**Exercise:**
Search the data for the string "chimney" and extract every line where it appears.

**Information supplied:**
....................

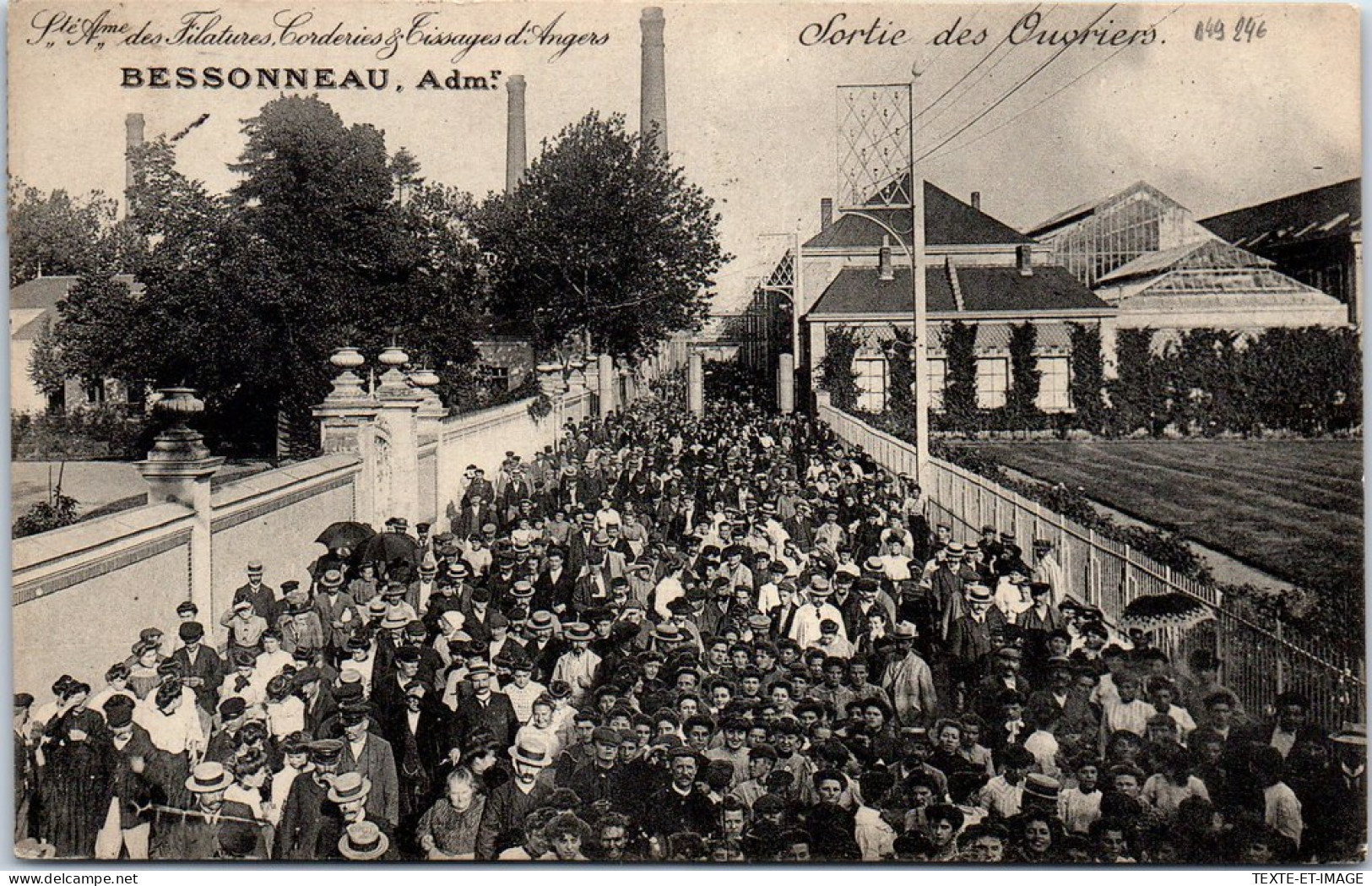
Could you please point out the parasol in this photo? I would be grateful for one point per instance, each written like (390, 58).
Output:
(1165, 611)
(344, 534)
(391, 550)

....................

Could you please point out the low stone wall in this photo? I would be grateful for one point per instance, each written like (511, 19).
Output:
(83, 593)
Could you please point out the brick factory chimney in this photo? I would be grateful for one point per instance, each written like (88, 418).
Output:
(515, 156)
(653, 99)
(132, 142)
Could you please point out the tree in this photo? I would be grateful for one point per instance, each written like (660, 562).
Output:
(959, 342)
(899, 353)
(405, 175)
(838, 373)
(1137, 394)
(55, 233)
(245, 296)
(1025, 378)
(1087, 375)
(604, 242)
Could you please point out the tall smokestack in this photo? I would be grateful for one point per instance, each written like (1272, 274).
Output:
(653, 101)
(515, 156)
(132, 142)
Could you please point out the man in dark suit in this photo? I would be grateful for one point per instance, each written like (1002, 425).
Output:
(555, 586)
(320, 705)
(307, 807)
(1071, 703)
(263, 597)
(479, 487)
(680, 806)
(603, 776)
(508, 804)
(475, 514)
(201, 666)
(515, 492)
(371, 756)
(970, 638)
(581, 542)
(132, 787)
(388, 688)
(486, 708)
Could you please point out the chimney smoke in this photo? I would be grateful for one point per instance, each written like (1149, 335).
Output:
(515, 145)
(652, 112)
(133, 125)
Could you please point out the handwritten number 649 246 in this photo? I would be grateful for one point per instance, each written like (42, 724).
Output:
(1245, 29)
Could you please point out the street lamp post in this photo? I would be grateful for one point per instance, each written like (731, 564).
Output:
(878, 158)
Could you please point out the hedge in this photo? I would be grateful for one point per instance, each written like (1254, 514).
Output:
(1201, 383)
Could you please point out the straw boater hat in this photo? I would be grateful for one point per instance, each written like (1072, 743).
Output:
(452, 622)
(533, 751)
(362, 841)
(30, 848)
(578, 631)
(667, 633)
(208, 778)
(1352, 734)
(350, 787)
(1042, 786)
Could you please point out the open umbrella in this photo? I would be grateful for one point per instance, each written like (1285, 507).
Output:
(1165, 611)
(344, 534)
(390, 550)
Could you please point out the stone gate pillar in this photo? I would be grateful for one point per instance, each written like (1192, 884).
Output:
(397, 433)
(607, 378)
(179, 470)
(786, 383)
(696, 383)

....................

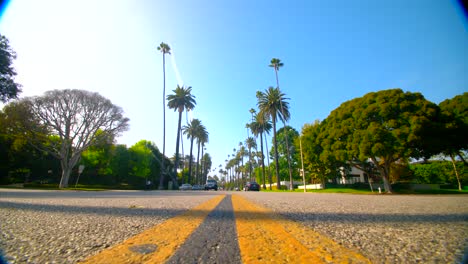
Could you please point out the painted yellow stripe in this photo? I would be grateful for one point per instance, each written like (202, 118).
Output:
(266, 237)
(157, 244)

....................

**Answer section:**
Could you please point out the brick factory chimney in this photo? I would be grateful for one point per instance, each written like (88, 418).
Could you please point out the chimney smoke in this photo? I would be grateful for one point per instance, each written like (1149, 335).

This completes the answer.